__TEXTAUSZUG__:

>>

Vom Mathildenplatz kommend wird ein Fahrstreifen entfallen. In der Zufahrt zum Citytunnel, im Tunnel selbst und in der ganzen Hügelstraße wird künftig Tempo 30 gelten und die Einhaltung mit einem stationären Blitzer überwacht. Zuvor wurden dort Geschwindigkeiten weit jenseits der 50 km/h gemessen, im Einzelfall sogar 78 km/h. Der Kraftverkehr wird dadurch ruhiger und insgesamt flüssiger laufen, was Schall- und Abgasemissionen verringert.

Heinrichstraße

Von Westen wird die Zufahrt zur Heinrichstraße für Kraftfahrzeuge dauerhaft einstreifig erfolgen. Die Einstreifigkeit von der Eschollbrücker Straße kommend wird bis zum Donnersbergring fortgesetzt. Der Radverkehr erhält auf der Heinrichstraße auf beiden Seiten einen Streifen. Bisher gab es dort keine eigenen Verkehrsflächen, sondern Mischverkehr auf der Fahrbahn oder stellenweise freigegebene Gehwege. Das ändert sich endlich.

<<

__AUFGABE 1__: Suche aus den Einträgen jede Zeile heraus, in der die Zeichenfolge „milo“ vorkommt, und schreib sie ab.
Der Textauszug und die Einträge haben unterschiedliche Herkunft.

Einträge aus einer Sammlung
>>

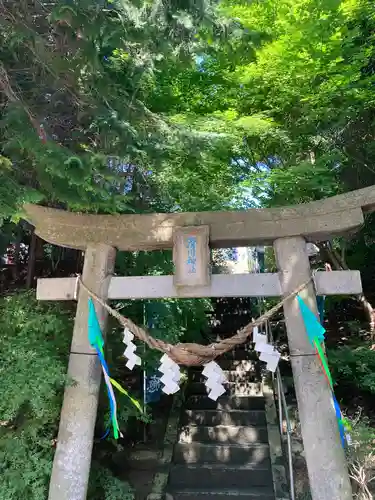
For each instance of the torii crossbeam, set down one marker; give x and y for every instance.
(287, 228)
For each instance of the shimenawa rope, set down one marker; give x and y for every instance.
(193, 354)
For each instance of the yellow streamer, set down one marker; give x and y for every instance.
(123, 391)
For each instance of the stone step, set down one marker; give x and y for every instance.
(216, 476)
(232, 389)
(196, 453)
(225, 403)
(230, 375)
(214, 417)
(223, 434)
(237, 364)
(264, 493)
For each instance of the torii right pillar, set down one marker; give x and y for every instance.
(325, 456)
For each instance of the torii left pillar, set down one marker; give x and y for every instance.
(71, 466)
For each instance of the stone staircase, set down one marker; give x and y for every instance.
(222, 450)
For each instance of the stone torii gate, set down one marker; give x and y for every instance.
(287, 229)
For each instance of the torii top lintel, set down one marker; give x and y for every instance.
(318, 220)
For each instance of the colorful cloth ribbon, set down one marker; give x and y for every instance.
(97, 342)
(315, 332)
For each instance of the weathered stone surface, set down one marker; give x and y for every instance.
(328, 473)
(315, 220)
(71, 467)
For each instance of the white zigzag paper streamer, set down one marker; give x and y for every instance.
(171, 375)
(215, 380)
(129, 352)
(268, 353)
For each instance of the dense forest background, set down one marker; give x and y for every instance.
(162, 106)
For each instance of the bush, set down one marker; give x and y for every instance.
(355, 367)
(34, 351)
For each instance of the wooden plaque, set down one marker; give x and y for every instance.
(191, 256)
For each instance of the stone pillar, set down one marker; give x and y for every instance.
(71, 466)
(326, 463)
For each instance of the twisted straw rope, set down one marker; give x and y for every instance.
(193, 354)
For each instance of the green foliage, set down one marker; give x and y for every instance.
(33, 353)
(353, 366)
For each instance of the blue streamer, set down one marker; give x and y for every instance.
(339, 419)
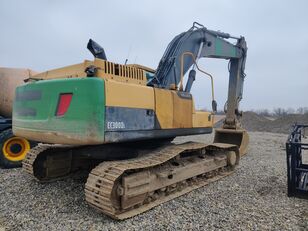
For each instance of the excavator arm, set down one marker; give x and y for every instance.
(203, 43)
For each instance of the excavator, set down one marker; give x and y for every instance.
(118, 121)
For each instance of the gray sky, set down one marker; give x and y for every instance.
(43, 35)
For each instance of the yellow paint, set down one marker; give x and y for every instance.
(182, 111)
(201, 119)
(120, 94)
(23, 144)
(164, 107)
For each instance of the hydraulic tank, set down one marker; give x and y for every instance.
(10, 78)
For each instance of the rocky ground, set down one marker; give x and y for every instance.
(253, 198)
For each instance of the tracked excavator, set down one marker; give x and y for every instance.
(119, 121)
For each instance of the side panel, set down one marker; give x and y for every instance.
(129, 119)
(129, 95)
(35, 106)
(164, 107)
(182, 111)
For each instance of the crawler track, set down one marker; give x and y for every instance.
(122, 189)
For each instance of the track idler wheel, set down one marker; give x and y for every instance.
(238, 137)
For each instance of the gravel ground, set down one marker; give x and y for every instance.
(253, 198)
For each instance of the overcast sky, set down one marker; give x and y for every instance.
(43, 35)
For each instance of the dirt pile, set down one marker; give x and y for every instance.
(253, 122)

<<
>>

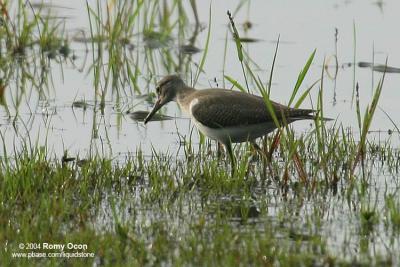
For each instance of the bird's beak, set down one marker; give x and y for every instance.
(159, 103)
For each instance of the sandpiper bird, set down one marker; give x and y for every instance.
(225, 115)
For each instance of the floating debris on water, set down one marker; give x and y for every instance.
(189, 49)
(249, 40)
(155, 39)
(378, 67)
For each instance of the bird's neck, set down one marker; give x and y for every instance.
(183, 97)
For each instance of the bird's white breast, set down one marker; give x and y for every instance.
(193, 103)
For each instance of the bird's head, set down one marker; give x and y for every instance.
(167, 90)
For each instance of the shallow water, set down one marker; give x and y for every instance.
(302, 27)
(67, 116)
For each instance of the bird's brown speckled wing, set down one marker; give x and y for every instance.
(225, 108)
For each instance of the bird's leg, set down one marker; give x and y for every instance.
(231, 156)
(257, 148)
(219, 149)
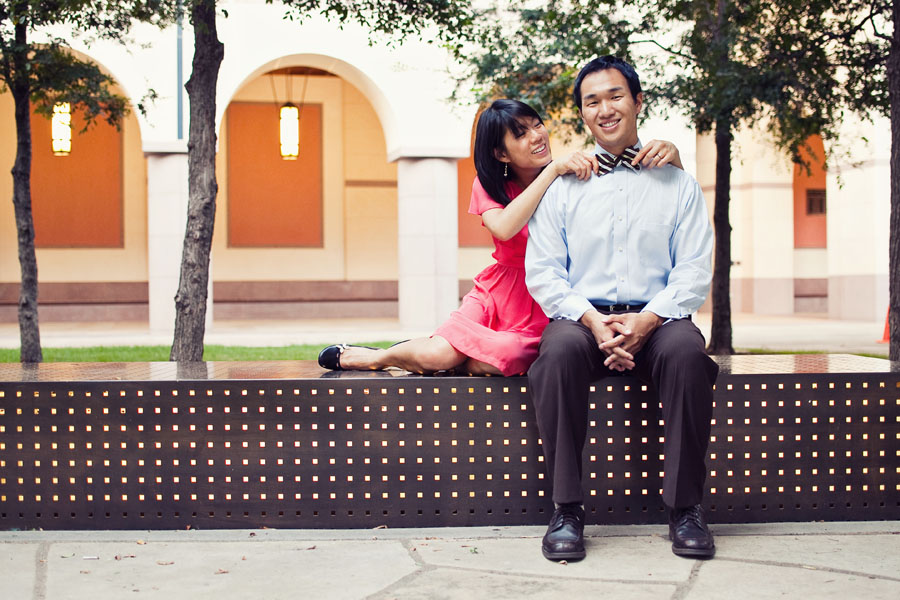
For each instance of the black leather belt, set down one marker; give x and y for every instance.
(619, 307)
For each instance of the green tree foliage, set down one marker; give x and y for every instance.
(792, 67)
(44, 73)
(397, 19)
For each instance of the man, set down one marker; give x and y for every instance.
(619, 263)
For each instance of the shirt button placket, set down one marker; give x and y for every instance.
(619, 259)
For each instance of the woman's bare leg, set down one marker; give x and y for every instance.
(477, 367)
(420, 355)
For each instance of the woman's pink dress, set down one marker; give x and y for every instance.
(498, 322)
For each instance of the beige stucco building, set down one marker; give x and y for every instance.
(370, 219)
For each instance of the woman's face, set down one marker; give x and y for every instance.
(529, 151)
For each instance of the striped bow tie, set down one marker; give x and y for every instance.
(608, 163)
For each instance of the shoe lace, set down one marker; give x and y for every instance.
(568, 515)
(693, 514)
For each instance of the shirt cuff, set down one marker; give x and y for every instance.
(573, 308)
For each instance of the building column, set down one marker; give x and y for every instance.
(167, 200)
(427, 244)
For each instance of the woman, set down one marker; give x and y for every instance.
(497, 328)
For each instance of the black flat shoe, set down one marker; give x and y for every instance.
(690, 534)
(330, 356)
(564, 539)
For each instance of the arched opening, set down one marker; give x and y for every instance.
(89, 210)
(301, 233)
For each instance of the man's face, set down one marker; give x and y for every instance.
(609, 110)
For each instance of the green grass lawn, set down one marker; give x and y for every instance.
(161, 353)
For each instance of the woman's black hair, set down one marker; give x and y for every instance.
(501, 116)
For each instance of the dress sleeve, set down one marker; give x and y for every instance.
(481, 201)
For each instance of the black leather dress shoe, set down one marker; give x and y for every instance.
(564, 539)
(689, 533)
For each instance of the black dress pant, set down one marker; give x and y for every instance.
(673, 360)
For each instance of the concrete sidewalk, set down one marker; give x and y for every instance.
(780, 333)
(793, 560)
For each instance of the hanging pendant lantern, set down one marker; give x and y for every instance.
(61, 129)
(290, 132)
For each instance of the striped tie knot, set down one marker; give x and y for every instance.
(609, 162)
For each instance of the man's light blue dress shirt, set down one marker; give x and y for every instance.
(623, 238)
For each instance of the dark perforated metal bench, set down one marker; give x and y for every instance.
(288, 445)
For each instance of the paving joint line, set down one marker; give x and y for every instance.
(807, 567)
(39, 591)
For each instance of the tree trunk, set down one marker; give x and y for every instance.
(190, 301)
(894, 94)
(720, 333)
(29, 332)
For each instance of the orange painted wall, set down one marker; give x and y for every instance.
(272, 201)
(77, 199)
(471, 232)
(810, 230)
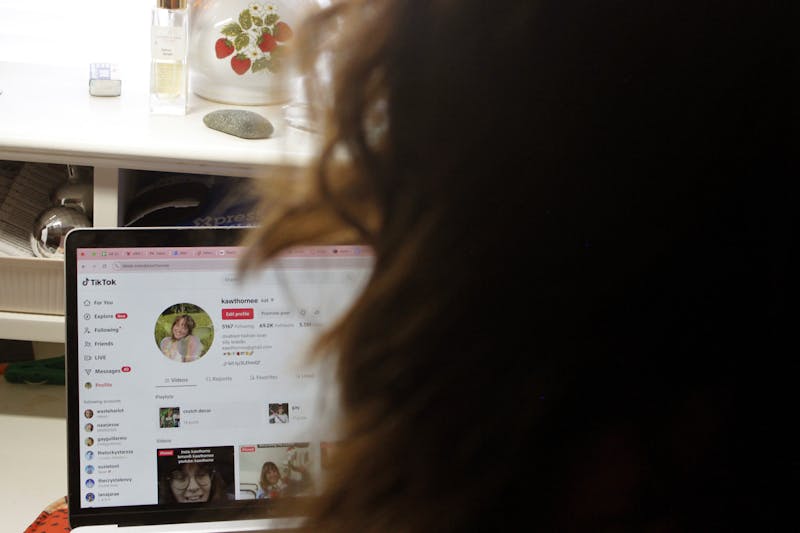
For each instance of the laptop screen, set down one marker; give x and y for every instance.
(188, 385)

<<
>>

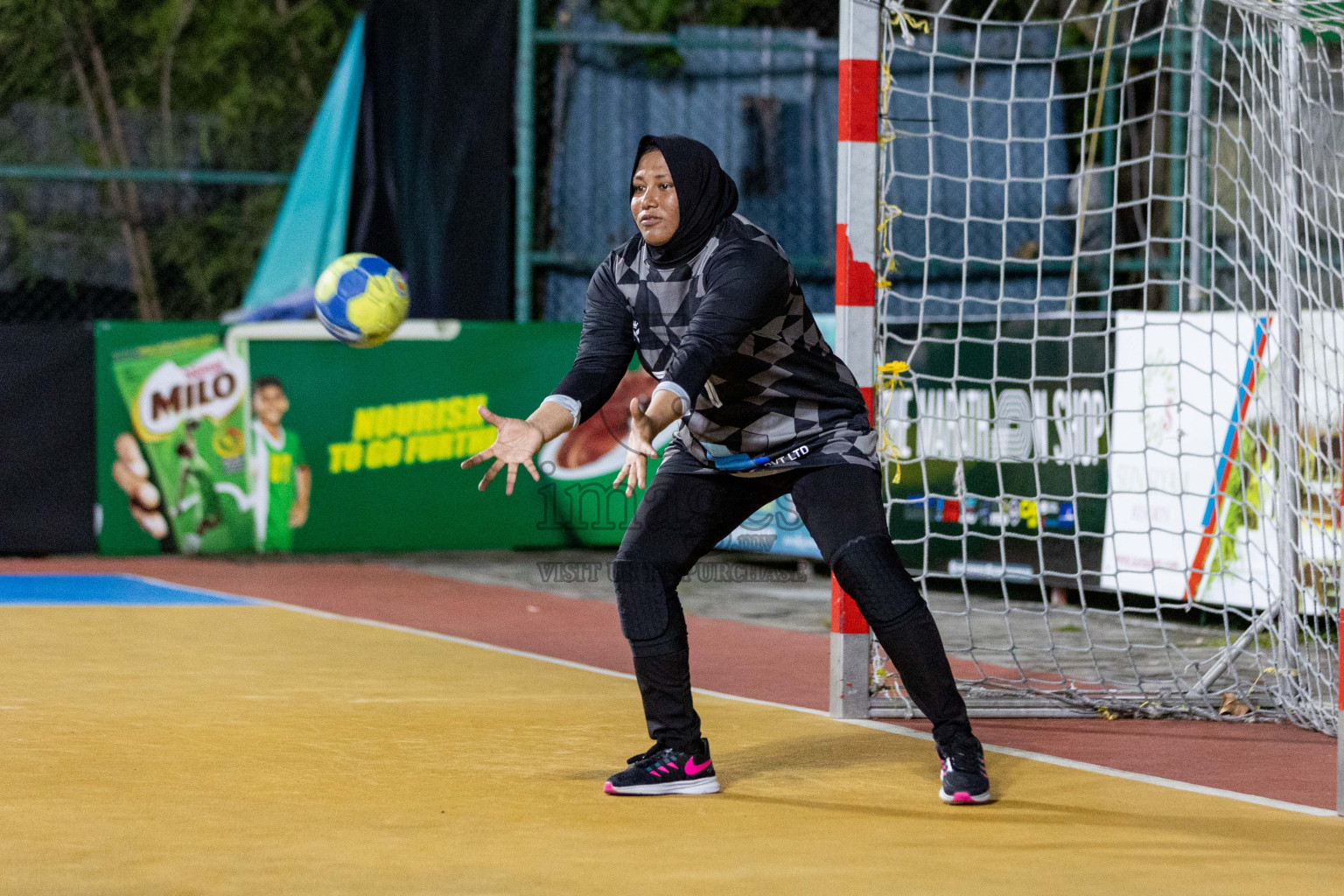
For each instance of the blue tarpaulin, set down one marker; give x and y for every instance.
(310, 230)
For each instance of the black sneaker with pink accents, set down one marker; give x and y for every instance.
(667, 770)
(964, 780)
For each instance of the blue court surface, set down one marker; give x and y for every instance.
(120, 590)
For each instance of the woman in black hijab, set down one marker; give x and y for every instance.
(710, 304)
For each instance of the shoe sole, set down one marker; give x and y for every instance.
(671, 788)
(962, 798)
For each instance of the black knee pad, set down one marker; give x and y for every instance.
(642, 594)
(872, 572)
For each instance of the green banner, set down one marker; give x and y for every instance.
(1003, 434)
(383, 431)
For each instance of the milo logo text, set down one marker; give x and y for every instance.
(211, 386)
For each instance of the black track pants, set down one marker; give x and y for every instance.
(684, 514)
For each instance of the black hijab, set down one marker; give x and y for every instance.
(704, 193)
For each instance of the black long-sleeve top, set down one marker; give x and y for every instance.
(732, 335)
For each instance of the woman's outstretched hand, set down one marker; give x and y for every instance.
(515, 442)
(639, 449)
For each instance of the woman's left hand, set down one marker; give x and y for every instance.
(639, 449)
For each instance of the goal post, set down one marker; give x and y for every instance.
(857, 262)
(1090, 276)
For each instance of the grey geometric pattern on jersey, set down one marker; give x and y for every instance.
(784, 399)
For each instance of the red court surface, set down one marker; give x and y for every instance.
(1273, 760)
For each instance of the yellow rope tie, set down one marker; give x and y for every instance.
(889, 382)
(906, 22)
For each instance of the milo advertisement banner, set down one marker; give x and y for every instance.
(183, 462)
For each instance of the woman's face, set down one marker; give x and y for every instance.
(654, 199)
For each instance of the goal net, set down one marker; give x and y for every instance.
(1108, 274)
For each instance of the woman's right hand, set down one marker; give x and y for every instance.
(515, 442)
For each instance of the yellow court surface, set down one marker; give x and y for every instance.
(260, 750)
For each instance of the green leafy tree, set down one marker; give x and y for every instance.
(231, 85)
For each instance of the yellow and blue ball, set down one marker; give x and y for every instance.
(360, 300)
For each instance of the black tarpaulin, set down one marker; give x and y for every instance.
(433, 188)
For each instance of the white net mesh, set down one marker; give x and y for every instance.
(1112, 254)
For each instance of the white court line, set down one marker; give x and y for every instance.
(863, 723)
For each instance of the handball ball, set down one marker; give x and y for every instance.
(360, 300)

<<

__AUFGABE 2__:
Beantworte anhand des Textauszugs zur Verkehrsführung kurz:
(a) Welche Geschwindigkeit wurde vor der Änderung im Einzelfall gemessen?
(b) Bis wohin wird die Einstreifigkeit von der Eschollbrücker Straße kommend fortgesetzt?
(c) Was erhält der Radverkehr auf der Heinrichstraße?

__LÖSUNG 1__:
For each instance of the milo logo text, set down one marker; give x and y for every instance.
For each instance of the milo advertisement banner, set down one marker; give x and y for every instance.

__LÖSUNG 2__:
(a) 78 km/h.
(b) Bis zum Donnersbergring.
(c) Auf beiden Seiten einen Streifen.